>> Begin

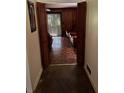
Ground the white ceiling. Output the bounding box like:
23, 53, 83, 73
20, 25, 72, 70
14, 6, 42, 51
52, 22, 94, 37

>> End

Given task:
Pull out each line above that contains the word "ceiling", and copy those lines with nothing changed.

Solution to this task:
Ground the white ceiling. Output the bounding box like:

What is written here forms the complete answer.